Records
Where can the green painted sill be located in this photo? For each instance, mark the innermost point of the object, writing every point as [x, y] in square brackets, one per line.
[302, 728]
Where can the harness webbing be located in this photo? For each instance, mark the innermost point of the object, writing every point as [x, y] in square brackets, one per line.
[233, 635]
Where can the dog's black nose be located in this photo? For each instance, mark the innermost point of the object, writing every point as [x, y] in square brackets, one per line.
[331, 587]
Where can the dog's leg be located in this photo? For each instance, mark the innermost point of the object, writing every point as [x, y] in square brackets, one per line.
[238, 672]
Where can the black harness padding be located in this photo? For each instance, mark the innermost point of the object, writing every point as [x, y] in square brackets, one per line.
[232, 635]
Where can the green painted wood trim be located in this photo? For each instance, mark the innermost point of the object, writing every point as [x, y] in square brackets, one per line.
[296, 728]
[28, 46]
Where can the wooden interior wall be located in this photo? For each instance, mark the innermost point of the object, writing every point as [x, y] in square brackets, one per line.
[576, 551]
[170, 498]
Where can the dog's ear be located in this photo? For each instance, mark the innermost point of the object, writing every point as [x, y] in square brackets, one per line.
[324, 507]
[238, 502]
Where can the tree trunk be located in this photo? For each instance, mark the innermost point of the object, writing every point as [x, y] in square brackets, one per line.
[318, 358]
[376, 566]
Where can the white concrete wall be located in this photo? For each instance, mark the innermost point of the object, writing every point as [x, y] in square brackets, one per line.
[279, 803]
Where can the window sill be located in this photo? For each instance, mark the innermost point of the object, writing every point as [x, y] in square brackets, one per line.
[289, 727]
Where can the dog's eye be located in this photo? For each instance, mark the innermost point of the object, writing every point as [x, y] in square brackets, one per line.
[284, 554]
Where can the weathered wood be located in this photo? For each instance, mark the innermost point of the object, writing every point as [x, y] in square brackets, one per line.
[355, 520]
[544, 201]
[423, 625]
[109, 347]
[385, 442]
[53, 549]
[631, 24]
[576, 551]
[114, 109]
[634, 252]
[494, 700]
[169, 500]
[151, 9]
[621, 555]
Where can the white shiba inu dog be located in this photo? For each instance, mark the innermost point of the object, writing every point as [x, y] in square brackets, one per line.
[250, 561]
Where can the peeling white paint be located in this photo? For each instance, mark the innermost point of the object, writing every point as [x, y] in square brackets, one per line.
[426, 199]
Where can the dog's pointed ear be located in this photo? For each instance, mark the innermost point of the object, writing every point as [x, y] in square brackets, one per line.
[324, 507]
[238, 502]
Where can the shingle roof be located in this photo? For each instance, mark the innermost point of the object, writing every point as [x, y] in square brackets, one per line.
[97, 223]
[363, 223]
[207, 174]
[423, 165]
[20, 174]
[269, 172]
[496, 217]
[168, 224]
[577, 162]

What you need to do
Reproduce verbatim the stretch of the records from the line containing "Where can the window" through the final line of the records.

Reply to the exercise
Where can the window sill be located in this photo? For each instance, mark the innermost point of the object, writing every point as [x, y] in square brackets, one per line.
[289, 727]
Where can the dog's eye be located in this photo? For each instance, mark the innermost point of the object, writing every point as [x, y] in square brackets, one per line.
[284, 554]
Where can the weathered wood be located in this photo? For each instance, mark the innermost point of the object, writing every point as [x, y] in square brackets, one per line.
[355, 520]
[544, 201]
[423, 625]
[109, 347]
[385, 442]
[53, 549]
[631, 24]
[576, 551]
[114, 109]
[634, 252]
[494, 700]
[169, 500]
[151, 9]
[621, 555]
Where can the white shiba inu dog be located in this photo? For each instance, mark the innermost point of the object, writing every point as [x, y] in square brackets, one per line.
[250, 561]
Where can the peeling white paint be located in this photo? For each instance, mark the innermost point of the object, writing every point as [x, y] in square brackets, one per line.
[426, 199]
Where can the dog's pointed ear be located in this photo? For each instance, mark the innermost point of the object, writing every point as [x, y] in square brackets, one per line.
[324, 507]
[238, 502]
Where can the shingle roof be located in this photo? For each instance, mark the innermost point of the object, writing every point as [x, y] in square brackets, one per line.
[97, 223]
[363, 223]
[207, 174]
[423, 165]
[20, 174]
[269, 172]
[496, 217]
[168, 224]
[577, 162]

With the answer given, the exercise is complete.